▶ _Task prompt_
Convert the lines below into a JSON list of strings, one string per line, leaving out any blank lines.

▶ _Extracted data_
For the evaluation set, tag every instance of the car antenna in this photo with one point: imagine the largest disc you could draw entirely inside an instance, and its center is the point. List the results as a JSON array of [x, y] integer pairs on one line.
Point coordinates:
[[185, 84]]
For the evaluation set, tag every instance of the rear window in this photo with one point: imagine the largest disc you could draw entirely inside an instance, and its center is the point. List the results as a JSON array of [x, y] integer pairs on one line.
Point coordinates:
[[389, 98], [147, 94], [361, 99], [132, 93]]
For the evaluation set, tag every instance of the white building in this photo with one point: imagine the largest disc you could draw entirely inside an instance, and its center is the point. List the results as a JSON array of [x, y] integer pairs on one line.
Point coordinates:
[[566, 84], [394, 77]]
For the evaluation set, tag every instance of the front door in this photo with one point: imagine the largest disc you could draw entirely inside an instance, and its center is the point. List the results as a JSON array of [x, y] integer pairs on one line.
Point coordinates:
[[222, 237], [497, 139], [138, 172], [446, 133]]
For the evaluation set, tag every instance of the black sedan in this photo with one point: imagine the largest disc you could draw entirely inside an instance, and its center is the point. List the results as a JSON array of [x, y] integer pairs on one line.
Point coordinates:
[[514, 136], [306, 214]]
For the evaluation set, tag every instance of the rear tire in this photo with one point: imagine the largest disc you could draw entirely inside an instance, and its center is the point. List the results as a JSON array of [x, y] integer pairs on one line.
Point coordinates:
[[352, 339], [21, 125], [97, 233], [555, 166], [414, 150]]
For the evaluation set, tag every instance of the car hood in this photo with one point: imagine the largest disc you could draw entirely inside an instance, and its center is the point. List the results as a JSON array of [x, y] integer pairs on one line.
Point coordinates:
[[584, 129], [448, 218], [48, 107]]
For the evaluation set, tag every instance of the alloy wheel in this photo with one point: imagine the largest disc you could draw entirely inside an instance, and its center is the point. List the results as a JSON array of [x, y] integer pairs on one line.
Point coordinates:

▶ _Solved problem_
[
  "For the evaluation set, tag every instance of the car antenna in this photo with one point: imagine the largest disc you could draw entirely inside an instance, and its center is the point. List the results as a JSON array of [x, y] integer pairs on one line.",
  "Point coordinates:",
  "[[185, 84]]",
  "For the evaluation set, tag every instance of the rear window in this photo with one point: imagine the largest disc you could draw entirely inside an instance, and its center is the point. List the results as a JSON array of [x, y] integer pairs on one line.",
  "Point coordinates:",
  "[[389, 98], [147, 94], [361, 99], [132, 93]]",
  "For the evaluation set, tag every instance of the white building in this photo with one point: imagine the largest disc you could draw entirely inside an instance, and its center is the point. List the results as a JSON array of [x, y] integer pairs on one line.",
  "Point coordinates:",
  "[[566, 84], [394, 77]]",
  "For the evaluation set, tag every instance of the front door in this photo with one point: imagine the largest disc you could draw entirely inside an instance, and its center is the point. List the results as a JSON array of [x, y] integer pairs on one line.",
  "Point coordinates:",
  "[[222, 237], [497, 139], [138, 172], [446, 133]]",
  "For the evaluation set, tag every instance of the black sedan in this photo with one point: imagine the largest disc you could draw entirely inside an instance, and its center is the point. List the results as a JSON array of [x, y] integer pairs on one line.",
  "Point coordinates:",
  "[[514, 136], [306, 214]]",
  "For the evaluation set, tag every instance of the rear tire in this photo with one point: imagine the largest disc you could draw entirely inside an instance, and its center is the point. List the results as a JSON array of [x, y] integer pairs on one line.",
  "Point coordinates:",
  "[[352, 339], [21, 125], [97, 233], [555, 166], [414, 150]]",
  "For the evaluation set, tag every instance of the car hood in this photo with one point: imagine the largest disc you could draw entirely inside an instance, and its center is the point. List the results as a JSON array of [x, y] integer pairs on one line.",
  "Point coordinates:",
  "[[584, 129], [448, 218], [48, 107]]",
  "For the evaluation set, tag every instance of the alloy wheel in this photo with one point: imagine the largest disc you could draw entirely inside an instance, and its center is the point. List the results as a JSON array of [x, y] integer pairs on one line.",
  "Point coordinates:"
]